== Prompt ==
Please output exactly the run of lines that starts at the line with "Where can you spot the trailer window?" and ends at the last line of the records below.

== Data excerpts ==
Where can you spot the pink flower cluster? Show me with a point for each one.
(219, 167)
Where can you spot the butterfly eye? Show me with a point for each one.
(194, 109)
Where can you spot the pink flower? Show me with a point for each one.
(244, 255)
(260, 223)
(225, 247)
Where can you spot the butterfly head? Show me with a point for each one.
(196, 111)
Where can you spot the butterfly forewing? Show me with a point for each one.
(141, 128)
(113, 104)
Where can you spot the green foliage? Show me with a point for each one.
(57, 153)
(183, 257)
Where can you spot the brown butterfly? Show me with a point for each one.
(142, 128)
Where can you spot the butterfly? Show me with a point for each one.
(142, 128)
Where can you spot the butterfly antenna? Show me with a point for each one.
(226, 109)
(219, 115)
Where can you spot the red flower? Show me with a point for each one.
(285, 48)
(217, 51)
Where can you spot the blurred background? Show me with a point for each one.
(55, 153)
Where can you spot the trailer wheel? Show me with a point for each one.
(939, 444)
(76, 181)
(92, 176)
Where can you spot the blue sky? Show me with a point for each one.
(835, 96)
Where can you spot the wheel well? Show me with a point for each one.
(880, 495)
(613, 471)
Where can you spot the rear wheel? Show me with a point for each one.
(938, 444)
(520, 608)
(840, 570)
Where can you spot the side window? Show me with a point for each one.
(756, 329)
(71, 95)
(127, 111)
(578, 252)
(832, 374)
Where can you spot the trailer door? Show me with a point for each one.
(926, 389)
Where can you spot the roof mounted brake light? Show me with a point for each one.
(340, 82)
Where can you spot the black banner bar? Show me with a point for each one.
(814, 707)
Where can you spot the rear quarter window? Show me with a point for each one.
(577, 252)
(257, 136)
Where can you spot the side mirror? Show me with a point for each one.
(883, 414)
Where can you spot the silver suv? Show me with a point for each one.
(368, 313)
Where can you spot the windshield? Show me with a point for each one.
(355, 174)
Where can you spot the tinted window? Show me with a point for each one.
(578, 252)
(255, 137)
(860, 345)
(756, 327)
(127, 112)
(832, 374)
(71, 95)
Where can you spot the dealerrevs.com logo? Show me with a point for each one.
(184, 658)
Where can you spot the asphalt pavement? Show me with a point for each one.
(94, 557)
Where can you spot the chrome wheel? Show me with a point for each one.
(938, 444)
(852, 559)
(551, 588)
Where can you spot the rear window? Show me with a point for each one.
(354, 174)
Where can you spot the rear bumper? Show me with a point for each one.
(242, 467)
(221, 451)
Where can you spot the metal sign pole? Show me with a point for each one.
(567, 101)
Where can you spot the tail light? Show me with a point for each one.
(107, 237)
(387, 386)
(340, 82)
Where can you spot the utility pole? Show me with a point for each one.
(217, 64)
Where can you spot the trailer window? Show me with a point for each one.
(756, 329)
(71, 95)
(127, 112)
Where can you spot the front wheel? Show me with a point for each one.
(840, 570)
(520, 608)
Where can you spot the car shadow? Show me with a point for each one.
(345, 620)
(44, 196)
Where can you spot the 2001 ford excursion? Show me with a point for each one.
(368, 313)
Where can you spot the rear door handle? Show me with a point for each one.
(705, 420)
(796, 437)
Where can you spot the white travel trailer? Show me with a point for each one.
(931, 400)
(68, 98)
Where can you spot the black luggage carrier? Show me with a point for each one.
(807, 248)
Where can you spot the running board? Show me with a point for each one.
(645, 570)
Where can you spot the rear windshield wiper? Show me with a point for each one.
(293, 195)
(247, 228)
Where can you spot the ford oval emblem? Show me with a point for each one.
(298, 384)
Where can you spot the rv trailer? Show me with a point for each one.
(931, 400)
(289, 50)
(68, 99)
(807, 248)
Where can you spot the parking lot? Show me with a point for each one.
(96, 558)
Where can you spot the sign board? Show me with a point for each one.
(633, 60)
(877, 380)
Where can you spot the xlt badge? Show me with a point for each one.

== Answer for the task ==
Where can you spot the trailer window? Show me with a point for each one.
(756, 329)
(71, 95)
(127, 112)
Where can you spot the front wheel? Show me with a point for each one.
(840, 570)
(520, 608)
Where can you spot the car shadow? Show me with a point for each one.
(345, 620)
(44, 196)
Where can you spot the 2001 ford excursion? Show me with a point for each one.
(368, 313)
Where can you spot the rear door handle? Show me with a point for each one.
(705, 420)
(796, 437)
Where can you spot the white travel trailer? Show me with a point for each one.
(931, 400)
(68, 98)
Where can you spot the black luggage carrier? Show me with a point for each one.
(807, 248)
Where can you spot the running board? Show me with a point for each one.
(645, 570)
Where can you spot the rear windshield wiper? Show me with a point for each one.
(293, 195)
(247, 228)
Where can you spot the ford oval emblem? Show me with a point for each one.
(298, 384)
Where can you spot the rv trailer? Show me with a point for each one.
(931, 400)
(289, 50)
(68, 99)
(807, 248)
Where can you spot the parking lot? Show me with a point for each one.
(96, 558)
Where can you spot the sign board? Show me with a point for each one.
(633, 60)
(877, 380)
Where can you spot the xlt badge? Show me with a point for each one.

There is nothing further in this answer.